---------- RECORDS SUPPLIED ----------
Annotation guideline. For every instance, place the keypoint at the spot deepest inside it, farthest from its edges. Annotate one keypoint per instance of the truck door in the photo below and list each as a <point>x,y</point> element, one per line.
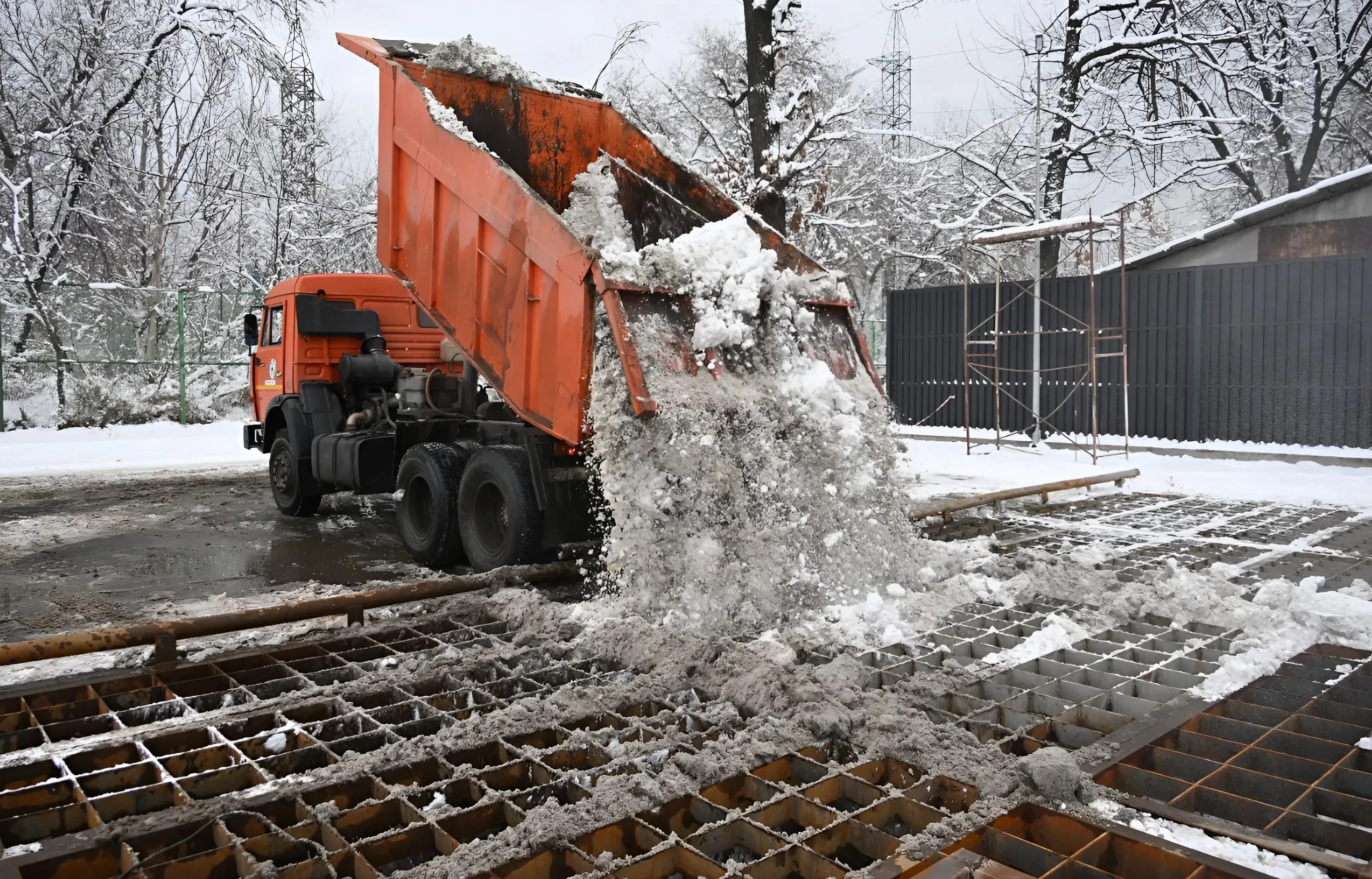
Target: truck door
<point>270,362</point>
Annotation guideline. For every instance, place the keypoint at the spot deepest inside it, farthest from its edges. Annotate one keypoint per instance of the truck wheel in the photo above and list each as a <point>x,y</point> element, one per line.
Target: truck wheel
<point>286,481</point>
<point>430,475</point>
<point>500,524</point>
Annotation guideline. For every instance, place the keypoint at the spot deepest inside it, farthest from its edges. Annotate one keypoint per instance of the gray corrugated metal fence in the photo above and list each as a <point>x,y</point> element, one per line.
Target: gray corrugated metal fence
<point>1269,352</point>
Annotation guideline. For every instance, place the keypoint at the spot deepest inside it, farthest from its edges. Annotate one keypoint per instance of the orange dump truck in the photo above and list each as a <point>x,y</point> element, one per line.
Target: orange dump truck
<point>372,383</point>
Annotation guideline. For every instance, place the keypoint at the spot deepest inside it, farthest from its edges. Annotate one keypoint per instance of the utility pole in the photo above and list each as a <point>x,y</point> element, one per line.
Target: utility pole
<point>895,65</point>
<point>760,43</point>
<point>300,134</point>
<point>1037,382</point>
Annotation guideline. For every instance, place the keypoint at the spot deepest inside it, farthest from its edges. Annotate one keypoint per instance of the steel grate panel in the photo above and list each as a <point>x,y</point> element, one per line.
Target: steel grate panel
<point>1280,756</point>
<point>1032,841</point>
<point>1069,698</point>
<point>1139,533</point>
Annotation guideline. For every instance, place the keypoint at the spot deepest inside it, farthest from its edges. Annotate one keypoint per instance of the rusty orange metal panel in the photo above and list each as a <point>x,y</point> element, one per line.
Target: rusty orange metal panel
<point>487,256</point>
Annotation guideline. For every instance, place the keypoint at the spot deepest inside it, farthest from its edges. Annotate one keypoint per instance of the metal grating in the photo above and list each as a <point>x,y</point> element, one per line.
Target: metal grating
<point>1141,532</point>
<point>1039,842</point>
<point>1071,697</point>
<point>1279,757</point>
<point>795,815</point>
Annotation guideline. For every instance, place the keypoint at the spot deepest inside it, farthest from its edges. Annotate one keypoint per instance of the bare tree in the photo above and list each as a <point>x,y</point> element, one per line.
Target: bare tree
<point>76,77</point>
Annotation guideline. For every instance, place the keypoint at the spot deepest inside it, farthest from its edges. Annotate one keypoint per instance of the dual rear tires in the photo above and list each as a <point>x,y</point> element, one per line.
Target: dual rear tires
<point>468,503</point>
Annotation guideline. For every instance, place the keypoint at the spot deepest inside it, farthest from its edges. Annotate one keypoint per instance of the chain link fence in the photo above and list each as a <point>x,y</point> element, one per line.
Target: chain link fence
<point>94,355</point>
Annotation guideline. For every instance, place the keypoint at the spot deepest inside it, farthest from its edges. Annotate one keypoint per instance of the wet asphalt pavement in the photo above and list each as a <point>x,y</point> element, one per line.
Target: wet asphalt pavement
<point>80,552</point>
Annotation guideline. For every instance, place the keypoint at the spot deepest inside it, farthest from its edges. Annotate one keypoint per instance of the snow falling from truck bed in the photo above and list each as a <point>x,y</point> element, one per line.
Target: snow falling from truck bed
<point>758,495</point>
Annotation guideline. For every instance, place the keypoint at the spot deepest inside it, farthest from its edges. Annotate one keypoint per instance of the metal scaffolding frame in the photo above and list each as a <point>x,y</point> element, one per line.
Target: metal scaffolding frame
<point>981,356</point>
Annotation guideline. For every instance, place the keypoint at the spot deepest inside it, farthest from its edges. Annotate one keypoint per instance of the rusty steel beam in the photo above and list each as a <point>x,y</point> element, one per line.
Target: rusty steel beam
<point>163,635</point>
<point>947,509</point>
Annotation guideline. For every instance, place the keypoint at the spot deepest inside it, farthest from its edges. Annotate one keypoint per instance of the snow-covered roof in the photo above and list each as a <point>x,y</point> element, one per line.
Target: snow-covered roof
<point>1258,213</point>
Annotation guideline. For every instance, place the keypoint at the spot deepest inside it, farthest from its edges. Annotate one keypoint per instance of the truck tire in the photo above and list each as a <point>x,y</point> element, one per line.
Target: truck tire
<point>285,471</point>
<point>430,475</point>
<point>501,522</point>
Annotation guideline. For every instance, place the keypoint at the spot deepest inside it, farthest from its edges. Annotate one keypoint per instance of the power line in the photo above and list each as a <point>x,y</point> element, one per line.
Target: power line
<point>208,185</point>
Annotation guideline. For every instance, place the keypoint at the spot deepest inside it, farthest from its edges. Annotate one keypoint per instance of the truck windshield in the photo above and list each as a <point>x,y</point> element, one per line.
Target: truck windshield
<point>275,325</point>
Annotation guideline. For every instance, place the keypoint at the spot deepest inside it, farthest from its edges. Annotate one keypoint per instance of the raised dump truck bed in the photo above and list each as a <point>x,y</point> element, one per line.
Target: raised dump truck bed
<point>472,176</point>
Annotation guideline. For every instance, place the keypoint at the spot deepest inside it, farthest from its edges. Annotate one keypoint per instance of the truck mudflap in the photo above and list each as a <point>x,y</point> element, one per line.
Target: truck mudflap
<point>656,328</point>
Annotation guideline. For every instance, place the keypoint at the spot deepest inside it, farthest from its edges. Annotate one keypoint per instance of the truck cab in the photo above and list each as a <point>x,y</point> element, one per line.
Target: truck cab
<point>355,386</point>
<point>309,322</point>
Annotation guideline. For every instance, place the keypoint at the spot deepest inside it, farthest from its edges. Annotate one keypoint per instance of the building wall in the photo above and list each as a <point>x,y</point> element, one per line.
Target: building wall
<point>1337,227</point>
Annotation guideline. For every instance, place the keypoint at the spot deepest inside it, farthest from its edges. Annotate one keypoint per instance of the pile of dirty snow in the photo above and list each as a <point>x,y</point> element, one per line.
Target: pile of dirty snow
<point>472,58</point>
<point>751,496</point>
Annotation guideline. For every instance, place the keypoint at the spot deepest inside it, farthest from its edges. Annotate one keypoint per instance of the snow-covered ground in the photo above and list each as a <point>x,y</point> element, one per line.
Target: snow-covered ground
<point>932,467</point>
<point>939,467</point>
<point>159,445</point>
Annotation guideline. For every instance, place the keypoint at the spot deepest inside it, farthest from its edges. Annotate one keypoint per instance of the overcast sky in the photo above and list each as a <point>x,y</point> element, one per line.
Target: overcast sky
<point>570,40</point>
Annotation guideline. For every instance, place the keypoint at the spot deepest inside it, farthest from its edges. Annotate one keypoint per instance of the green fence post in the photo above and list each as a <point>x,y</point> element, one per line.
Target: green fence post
<point>180,345</point>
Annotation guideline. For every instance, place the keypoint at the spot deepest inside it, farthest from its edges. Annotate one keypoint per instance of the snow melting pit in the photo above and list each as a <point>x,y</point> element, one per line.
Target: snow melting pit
<point>1137,535</point>
<point>1282,757</point>
<point>1041,683</point>
<point>1039,842</point>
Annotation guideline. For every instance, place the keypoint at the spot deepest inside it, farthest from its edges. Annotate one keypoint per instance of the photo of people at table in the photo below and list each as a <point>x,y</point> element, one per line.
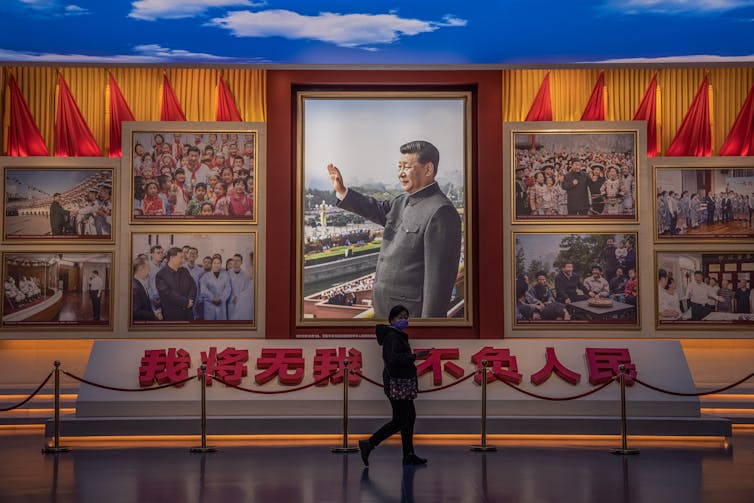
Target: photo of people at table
<point>705,288</point>
<point>192,279</point>
<point>204,176</point>
<point>704,203</point>
<point>574,176</point>
<point>576,278</point>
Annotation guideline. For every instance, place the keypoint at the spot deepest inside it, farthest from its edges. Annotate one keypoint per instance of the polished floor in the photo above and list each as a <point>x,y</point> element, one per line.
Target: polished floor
<point>553,470</point>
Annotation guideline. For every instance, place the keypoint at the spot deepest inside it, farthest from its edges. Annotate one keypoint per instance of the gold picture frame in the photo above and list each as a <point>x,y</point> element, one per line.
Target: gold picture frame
<point>84,211</point>
<point>545,296</point>
<point>679,306</point>
<point>368,129</point>
<point>56,290</point>
<point>698,183</point>
<point>604,187</point>
<point>229,311</point>
<point>176,204</point>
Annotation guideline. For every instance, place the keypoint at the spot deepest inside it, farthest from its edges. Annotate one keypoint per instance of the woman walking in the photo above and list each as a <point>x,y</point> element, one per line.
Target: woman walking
<point>400,383</point>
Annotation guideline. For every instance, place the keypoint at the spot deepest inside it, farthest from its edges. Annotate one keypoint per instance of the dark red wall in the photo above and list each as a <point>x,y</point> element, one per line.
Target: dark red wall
<point>487,187</point>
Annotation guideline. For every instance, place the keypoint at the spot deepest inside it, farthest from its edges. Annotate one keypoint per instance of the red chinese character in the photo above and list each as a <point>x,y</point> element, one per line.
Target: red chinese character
<point>603,364</point>
<point>433,362</point>
<point>163,367</point>
<point>228,365</point>
<point>552,364</point>
<point>327,361</point>
<point>286,363</point>
<point>497,359</point>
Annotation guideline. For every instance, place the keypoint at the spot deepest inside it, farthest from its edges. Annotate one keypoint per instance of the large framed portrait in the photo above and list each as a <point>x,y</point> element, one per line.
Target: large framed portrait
<point>200,280</point>
<point>703,199</point>
<point>59,200</point>
<point>575,280</point>
<point>704,289</point>
<point>384,208</point>
<point>571,172</point>
<point>193,172</point>
<point>60,291</point>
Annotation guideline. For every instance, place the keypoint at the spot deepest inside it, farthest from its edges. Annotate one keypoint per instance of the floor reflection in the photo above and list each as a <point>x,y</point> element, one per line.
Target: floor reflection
<point>312,474</point>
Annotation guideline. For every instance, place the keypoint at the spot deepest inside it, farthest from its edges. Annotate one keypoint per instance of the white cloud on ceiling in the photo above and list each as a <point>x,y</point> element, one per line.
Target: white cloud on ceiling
<point>676,6</point>
<point>150,10</point>
<point>75,10</point>
<point>147,53</point>
<point>345,30</point>
<point>54,8</point>
<point>695,58</point>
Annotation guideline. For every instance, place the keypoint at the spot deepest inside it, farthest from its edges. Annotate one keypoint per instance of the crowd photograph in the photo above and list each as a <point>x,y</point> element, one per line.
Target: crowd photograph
<point>197,175</point>
<point>193,279</point>
<point>574,175</point>
<point>57,289</point>
<point>705,288</point>
<point>713,203</point>
<point>364,240</point>
<point>56,203</point>
<point>568,279</point>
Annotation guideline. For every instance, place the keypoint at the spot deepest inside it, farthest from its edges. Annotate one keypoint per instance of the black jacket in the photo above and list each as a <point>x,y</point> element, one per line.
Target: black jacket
<point>396,353</point>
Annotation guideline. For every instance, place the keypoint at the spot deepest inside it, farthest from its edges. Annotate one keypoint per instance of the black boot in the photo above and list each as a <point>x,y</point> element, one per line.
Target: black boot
<point>365,447</point>
<point>413,459</point>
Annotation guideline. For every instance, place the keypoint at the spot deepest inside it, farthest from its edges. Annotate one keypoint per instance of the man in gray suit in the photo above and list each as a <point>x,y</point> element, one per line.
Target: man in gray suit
<point>421,244</point>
----------
## [GIVEN EXERCISE]
Reproduce the lines from the one containing "of the photo" down to the one containing "<point>176,204</point>", replacing "gold picture frame" with "gilded picture frame" and changing nothing else. Leave the picture out.

## [ANSWER TO THIS TASK]
Annotation guideline. For every instance, place the keypoint at the spot deepest inside it, farthest from its edges. Annotate one keypoint per instance of the photo of people at table in the photo below and list each as a <point>x,y</point> element, one per line.
Target: photo of people at table
<point>705,288</point>
<point>192,279</point>
<point>204,176</point>
<point>704,203</point>
<point>574,176</point>
<point>576,278</point>
Annotation guideline. For every instance, place the keypoint at the spot deepest inside it, farthest from its edges. Annotate one keypoint per instance of the polished floor in the photo above and list each as a <point>x,y</point> element, one per line.
Target: polished floor
<point>553,470</point>
Annotation guideline. For every instance, place the keypoint at the spot deepest inside it, farthest from its edges. Annotate one keypoint per instance of the gilded picture frame in the photo above and list each as a <point>x,y</point> element, one per line.
Target: gilded picture frame
<point>84,211</point>
<point>545,296</point>
<point>679,306</point>
<point>368,129</point>
<point>56,290</point>
<point>698,183</point>
<point>604,187</point>
<point>229,311</point>
<point>176,204</point>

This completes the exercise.